EXERCISE GOAL:
Write out the items below again, replacing every "fog light" with "headlight" and changing nothing else.

::::::::::

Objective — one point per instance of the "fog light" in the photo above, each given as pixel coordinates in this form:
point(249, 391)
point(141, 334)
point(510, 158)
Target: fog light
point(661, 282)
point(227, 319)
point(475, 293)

::::::::::

THE ANSWER:
Objective — one point per instance of the "headlight" in the photo above, each given as pixel coordinates in this form:
point(249, 391)
point(141, 334)
point(510, 158)
Target: headlight
point(661, 282)
point(227, 319)
point(475, 293)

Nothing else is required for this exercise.